Neste período, registaram-se 25 mortes com anorexia nervosa. “Estas pessoas foram hospitalizadas com anorexia e acabaram por morrer, mas não podemos dizer que isto aconteceu apenas por causa" deste distúrbio, esclarece.

"Doenças muito prevalentes"

Ao longo destes 15 anos, foram 3237 os doentes a necessitar de hospitalização e cerca de um terço necessitou de ser hospitalizado mais do que uma vez, revela o estudo. "Estas doenças são muito prevalentes e representam uma fatia elevada do orçamento", sublinha o médico.

Com a coordenação de Alberto Freitas, do Cintesis, os investigadores analisaram os registos clínicos de todos os hospitais públicos de Portugal continental, cedidos pela Administração Central do Sistema de Saúde (ACSS) e previamente anonimizados.

* _TAREFAS A REALIZAR_:
1. Liste todos os números escritos em algarismos no texto sobre as hospitalizações por anorexia e indique a palavra que cada um quantifica.
2. Retome o texto sobre as hospitalizações por anorexia em Portugal e prossiga-o a partir da última frase apresentada.
Os registos provêm de uma fonte distinta da do texto.

* _REGISTOS FORNECIDOS_:

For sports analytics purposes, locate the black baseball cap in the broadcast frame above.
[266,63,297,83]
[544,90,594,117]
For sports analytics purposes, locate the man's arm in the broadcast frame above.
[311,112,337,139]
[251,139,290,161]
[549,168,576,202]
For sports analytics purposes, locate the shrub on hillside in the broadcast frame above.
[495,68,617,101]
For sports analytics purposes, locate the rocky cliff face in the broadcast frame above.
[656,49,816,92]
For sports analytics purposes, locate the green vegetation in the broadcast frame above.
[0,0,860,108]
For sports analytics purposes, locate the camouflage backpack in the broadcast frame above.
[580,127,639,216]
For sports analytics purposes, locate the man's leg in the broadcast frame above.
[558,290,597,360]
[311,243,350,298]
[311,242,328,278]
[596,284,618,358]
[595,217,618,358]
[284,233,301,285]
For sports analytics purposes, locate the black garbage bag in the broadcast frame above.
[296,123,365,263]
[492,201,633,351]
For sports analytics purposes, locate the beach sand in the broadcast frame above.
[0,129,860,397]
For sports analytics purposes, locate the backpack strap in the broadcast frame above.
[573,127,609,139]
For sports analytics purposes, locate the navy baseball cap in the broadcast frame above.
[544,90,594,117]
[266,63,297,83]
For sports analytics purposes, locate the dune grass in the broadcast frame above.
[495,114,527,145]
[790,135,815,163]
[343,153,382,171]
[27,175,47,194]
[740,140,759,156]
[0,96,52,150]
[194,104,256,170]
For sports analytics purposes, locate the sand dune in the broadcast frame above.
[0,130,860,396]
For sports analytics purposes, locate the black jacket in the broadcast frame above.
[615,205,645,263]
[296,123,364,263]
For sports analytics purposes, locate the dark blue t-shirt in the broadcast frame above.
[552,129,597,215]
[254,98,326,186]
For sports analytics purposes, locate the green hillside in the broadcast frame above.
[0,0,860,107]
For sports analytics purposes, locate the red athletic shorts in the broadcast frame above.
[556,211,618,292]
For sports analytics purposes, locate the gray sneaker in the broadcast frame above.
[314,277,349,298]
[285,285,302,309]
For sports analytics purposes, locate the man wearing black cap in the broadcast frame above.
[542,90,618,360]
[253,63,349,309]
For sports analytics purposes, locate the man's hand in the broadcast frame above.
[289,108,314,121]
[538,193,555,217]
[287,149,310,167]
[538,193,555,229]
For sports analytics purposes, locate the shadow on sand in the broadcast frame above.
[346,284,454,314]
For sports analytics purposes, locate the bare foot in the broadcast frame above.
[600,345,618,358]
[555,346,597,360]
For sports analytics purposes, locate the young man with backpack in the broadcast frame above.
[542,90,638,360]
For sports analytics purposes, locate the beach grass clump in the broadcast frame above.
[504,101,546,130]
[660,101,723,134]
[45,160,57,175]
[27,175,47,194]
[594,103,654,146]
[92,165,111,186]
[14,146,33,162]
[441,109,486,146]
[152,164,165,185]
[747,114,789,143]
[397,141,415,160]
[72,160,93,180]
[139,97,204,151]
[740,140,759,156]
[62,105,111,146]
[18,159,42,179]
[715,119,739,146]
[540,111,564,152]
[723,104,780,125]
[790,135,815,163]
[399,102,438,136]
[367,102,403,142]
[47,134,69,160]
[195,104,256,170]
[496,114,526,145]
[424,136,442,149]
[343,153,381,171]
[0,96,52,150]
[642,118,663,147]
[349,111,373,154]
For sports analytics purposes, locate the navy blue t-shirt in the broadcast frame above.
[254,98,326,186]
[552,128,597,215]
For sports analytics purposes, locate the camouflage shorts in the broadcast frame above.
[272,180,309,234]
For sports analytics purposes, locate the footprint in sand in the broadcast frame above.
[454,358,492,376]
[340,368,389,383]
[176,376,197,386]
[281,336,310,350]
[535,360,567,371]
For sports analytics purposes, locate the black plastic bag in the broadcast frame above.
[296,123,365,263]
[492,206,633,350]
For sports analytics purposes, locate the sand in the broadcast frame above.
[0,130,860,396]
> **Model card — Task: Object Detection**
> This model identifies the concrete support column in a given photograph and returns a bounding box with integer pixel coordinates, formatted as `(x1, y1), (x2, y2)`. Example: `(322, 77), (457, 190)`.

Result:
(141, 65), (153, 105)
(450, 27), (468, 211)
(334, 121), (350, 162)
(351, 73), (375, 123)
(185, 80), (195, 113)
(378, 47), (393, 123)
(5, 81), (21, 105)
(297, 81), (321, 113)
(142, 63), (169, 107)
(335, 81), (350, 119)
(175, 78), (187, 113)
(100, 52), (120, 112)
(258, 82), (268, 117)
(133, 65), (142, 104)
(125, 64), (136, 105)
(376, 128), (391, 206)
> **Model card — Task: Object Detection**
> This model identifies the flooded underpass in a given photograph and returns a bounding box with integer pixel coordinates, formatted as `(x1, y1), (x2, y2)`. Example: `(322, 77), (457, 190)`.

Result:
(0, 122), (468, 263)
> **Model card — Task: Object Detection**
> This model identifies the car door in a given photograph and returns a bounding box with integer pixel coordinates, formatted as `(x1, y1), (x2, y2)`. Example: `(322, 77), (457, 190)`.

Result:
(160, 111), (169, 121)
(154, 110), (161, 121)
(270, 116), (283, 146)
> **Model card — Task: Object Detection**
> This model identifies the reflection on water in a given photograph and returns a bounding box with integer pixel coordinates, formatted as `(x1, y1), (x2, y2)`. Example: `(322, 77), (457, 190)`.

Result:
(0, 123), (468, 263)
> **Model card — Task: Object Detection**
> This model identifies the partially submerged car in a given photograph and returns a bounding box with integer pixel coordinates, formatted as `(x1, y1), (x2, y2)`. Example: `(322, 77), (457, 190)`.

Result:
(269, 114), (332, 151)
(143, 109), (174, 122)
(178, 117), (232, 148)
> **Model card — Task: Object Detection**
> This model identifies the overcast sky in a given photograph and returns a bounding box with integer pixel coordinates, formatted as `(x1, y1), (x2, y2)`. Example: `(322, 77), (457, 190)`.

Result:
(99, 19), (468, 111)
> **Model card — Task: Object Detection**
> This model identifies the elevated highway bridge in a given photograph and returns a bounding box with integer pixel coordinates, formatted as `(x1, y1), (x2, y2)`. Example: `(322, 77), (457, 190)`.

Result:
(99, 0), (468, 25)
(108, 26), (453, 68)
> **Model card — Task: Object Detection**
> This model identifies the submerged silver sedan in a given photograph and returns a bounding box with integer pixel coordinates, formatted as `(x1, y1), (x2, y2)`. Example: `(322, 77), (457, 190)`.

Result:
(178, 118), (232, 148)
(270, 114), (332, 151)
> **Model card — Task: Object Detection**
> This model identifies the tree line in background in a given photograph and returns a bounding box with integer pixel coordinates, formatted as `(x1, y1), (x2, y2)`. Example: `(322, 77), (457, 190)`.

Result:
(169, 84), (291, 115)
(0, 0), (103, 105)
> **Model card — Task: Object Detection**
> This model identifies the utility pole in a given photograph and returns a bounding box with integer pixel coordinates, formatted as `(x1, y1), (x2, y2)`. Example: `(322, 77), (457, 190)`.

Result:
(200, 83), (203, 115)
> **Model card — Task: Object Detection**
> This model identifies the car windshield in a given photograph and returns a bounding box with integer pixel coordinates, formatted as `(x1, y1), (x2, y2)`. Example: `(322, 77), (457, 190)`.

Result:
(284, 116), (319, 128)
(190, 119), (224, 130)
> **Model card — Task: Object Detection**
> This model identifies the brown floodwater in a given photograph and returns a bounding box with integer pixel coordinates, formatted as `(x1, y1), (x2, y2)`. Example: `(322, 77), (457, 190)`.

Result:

* _RESPOSTAS POR TAREFA_:
1.
25 (mortes)
15 (anos)
3237 (doentes)

2.
É a primeira vez que é avaliado em Portugal o "panorama mais grave" dos distúrbios de comportamento alimentar. Há muitos outros casos de doentes que foram a consultas mas não necessitaram de internamento, explica Manuel Gonçalves-Pinho. Sendo a anorexia nervosa uma perturbação psiquiátrica complexa, em geral privilegia-se o tratamento em ambulatório e só em situações complicadas é que é preciso hospitalização. 

Este é também o primeiro estudo em que num país europeu se avaliam todas as patologias do comportamento alimentar. Além da anorexia nervosa e da bulimia nervosa, há distúrbios menos conhecidos, como a pica, que é a vontade anormal de ingerir produtos não-alimentares, como terra, moedas, carvão, etc, a doença da ruminação e o chamado vómito psicogénico, entre outros, que habitualmente não são objecto deste tipo de estudos. Ao longo deste período, três pessoas morreram, aliás, com o distúrbio de pica mas não há registo de óbitos de doentes com bulimia (comer compulsivamente e depois provocar o vómito).

Mulheres jovens

A anorexia nervosa é, de longe, a patologia mais frequente: mais de metade (54%) dos casos analisados são deste tipo e menos de um quarto (27%) foram classificados como distúrbios alimentares genéricos. A bulimia nervosa surge com muito menor frequência: 13% dos registos referiam-se a pacientes com esta perturbação.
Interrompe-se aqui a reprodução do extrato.